[Short task]: Transcribe every record that appears below, exactly and in full.

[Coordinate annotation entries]
──────────────────────────────

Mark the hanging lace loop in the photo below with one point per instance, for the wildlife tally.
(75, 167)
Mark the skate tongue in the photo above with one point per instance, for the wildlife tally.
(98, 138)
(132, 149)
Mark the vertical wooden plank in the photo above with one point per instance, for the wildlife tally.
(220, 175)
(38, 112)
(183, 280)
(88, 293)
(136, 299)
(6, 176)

──────────────────────────────

[Written solution]:
Mark the hanging lace loop in the photo below with one point per instance, for the wildlife tally.
(75, 167)
Mark the skate tongue in the photo above with one point per instance, for the wildlife tally.
(98, 138)
(132, 149)
Mark the vertical wooden plank in the photo above with one point per instance, for the wildlife tally.
(220, 175)
(38, 112)
(183, 280)
(88, 293)
(136, 299)
(6, 176)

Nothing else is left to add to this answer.